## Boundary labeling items
________________________

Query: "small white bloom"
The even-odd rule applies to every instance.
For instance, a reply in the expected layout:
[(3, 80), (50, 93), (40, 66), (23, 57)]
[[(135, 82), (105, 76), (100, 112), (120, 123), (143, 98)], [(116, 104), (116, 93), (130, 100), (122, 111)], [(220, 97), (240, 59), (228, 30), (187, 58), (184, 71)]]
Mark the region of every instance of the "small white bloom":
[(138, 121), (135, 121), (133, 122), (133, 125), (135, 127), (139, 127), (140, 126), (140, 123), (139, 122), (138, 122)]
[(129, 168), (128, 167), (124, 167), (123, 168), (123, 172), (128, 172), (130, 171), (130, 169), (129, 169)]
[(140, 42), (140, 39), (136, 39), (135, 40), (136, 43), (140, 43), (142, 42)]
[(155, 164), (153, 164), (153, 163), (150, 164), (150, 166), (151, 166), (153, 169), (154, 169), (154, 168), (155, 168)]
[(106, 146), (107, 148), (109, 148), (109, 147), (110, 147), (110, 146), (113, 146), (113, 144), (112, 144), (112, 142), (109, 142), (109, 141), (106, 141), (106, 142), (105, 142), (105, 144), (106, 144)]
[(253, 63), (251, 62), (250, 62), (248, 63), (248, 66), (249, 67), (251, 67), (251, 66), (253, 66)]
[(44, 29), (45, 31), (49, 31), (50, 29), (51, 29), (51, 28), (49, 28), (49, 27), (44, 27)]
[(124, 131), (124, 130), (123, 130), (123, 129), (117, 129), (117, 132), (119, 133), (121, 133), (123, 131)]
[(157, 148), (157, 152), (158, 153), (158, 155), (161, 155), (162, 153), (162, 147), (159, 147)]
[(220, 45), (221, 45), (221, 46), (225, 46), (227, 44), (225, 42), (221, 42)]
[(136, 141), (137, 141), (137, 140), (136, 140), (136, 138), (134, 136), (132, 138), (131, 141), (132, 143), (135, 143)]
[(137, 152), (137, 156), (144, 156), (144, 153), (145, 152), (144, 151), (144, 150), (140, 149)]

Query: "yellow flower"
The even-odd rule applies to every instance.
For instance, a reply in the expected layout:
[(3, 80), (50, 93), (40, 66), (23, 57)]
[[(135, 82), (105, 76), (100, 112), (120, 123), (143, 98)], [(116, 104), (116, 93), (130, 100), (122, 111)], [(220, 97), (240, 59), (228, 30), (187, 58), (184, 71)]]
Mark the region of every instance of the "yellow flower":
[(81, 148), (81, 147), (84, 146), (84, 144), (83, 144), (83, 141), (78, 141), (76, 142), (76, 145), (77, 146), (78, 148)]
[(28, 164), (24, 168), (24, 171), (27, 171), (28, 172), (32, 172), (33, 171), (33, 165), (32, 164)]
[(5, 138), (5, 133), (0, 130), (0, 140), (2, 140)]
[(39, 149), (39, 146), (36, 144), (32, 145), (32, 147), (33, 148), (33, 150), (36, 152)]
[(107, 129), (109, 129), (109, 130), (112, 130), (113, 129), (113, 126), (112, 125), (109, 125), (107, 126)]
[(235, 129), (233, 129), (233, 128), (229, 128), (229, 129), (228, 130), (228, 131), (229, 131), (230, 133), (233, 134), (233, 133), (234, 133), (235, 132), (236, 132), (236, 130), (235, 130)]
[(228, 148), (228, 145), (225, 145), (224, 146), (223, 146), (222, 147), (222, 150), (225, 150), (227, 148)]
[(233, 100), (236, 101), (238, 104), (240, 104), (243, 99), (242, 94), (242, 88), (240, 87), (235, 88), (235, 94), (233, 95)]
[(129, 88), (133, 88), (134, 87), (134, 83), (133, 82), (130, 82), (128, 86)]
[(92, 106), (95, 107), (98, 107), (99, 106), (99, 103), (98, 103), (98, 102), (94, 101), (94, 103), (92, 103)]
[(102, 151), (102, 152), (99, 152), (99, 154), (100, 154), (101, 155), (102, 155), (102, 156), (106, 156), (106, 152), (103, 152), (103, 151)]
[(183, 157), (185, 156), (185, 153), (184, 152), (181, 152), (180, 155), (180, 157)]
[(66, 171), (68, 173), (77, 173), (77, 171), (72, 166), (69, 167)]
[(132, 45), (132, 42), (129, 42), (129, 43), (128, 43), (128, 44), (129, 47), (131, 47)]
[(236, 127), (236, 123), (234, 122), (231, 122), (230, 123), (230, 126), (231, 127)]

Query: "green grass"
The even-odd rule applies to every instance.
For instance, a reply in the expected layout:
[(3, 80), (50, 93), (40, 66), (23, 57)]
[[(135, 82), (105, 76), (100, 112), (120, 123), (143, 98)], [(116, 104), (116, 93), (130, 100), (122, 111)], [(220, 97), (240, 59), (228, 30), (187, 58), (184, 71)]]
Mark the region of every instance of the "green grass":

________________________

## WHAT IS ASKED
Return all of the records above word for word, changing nothing.

## FULL RESPONSE
Query: "small white bloom"
The even-odd rule applies to every instance.
For instance, a reply in the expected layout:
[(3, 80), (50, 93), (40, 66), (23, 57)]
[[(135, 82), (105, 76), (100, 112), (120, 123), (143, 98)], [(116, 104), (116, 93), (130, 100), (122, 111)], [(220, 97), (240, 59), (228, 30), (187, 58), (184, 71)]]
Mark the region of every instance of the "small white bloom":
[(138, 121), (135, 121), (133, 122), (133, 125), (135, 127), (139, 127), (140, 126), (140, 123), (139, 122), (138, 122)]
[(129, 168), (128, 167), (124, 167), (123, 168), (123, 172), (128, 172), (130, 171), (130, 169), (129, 169)]
[(140, 42), (140, 39), (136, 39), (135, 40), (136, 43), (140, 43), (142, 42)]
[(155, 164), (153, 164), (153, 163), (150, 164), (150, 166), (151, 166), (153, 169), (154, 169), (154, 168), (155, 168)]
[(106, 146), (107, 148), (109, 148), (109, 147), (110, 147), (110, 146), (113, 146), (113, 144), (112, 144), (112, 142), (109, 142), (109, 141), (106, 141), (106, 142), (105, 142), (105, 144), (106, 144)]
[(253, 63), (251, 62), (250, 62), (248, 63), (248, 66), (249, 67), (251, 67), (251, 66), (253, 66)]
[(44, 29), (45, 31), (49, 31), (50, 29), (51, 29), (51, 28), (49, 28), (49, 27), (44, 27)]
[(124, 131), (124, 130), (123, 130), (123, 129), (117, 129), (117, 132), (119, 133), (121, 133), (123, 131)]
[(157, 148), (157, 152), (158, 153), (158, 155), (161, 155), (162, 153), (162, 147), (159, 147)]
[(220, 45), (221, 45), (221, 46), (225, 46), (227, 44), (225, 42), (221, 42)]
[(136, 141), (137, 141), (137, 140), (136, 140), (136, 138), (134, 136), (132, 138), (131, 141), (132, 143), (135, 143)]
[(137, 152), (137, 156), (144, 156), (144, 153), (145, 152), (144, 151), (144, 150), (140, 149)]

Query: "yellow flower"
The even-odd rule applies to every instance.
For instance, a reply in the expected layout:
[(3, 80), (50, 93), (40, 66), (23, 57)]
[[(135, 82), (105, 76), (100, 112), (120, 123), (143, 98)], [(116, 104), (116, 93), (130, 100), (122, 111)], [(220, 97), (240, 59), (228, 30), (187, 58), (184, 71)]]
Mark the region of every instance of the "yellow flower":
[(81, 148), (81, 147), (84, 146), (84, 144), (83, 144), (83, 141), (78, 141), (76, 142), (76, 145), (77, 146), (78, 148)]
[(28, 164), (24, 168), (24, 171), (27, 171), (28, 172), (32, 172), (33, 171), (33, 165), (32, 164)]
[(5, 138), (5, 133), (0, 130), (0, 140), (2, 140)]
[(39, 149), (39, 146), (36, 144), (32, 145), (32, 147), (33, 148), (33, 150), (36, 152)]
[(107, 129), (109, 129), (109, 130), (112, 130), (113, 129), (113, 126), (112, 125), (109, 125), (107, 126)]
[(235, 129), (233, 129), (233, 128), (229, 128), (229, 129), (228, 130), (228, 131), (229, 131), (230, 133), (233, 134), (233, 133), (234, 133), (235, 132), (236, 132), (236, 130), (235, 130)]
[(228, 148), (228, 145), (225, 145), (224, 146), (223, 146), (222, 147), (222, 150), (225, 150), (227, 148)]
[(233, 100), (236, 101), (238, 104), (240, 104), (243, 99), (242, 94), (242, 88), (240, 87), (235, 88), (235, 94), (233, 95)]
[(129, 88), (133, 88), (134, 87), (134, 83), (133, 82), (130, 82), (128, 86)]
[(92, 106), (95, 107), (98, 107), (99, 106), (99, 103), (98, 103), (98, 102), (94, 101), (94, 103), (92, 103)]
[(102, 151), (102, 152), (99, 152), (99, 154), (100, 154), (101, 155), (102, 155), (102, 156), (106, 156), (106, 152), (103, 152), (103, 151)]
[(183, 157), (185, 156), (185, 153), (184, 152), (181, 152), (180, 155), (180, 157)]
[(66, 171), (68, 173), (77, 173), (77, 171), (72, 166), (69, 167)]
[(132, 45), (132, 42), (129, 42), (129, 43), (128, 43), (128, 44), (129, 47), (131, 47)]
[(236, 127), (236, 123), (234, 122), (231, 122), (230, 123), (230, 126), (231, 127)]

Query: "green grass"
The even-odd rule applies to every instance.
For instance, a reply in the expected layout:
[(3, 80), (50, 93), (40, 66), (23, 57)]
[[(135, 82), (105, 76), (100, 112), (120, 123), (143, 98)], [(116, 104), (116, 93), (130, 100), (122, 111)], [(220, 97), (240, 59), (228, 30), (187, 58), (184, 71)]]
Mark the region of every instance of the "green grass":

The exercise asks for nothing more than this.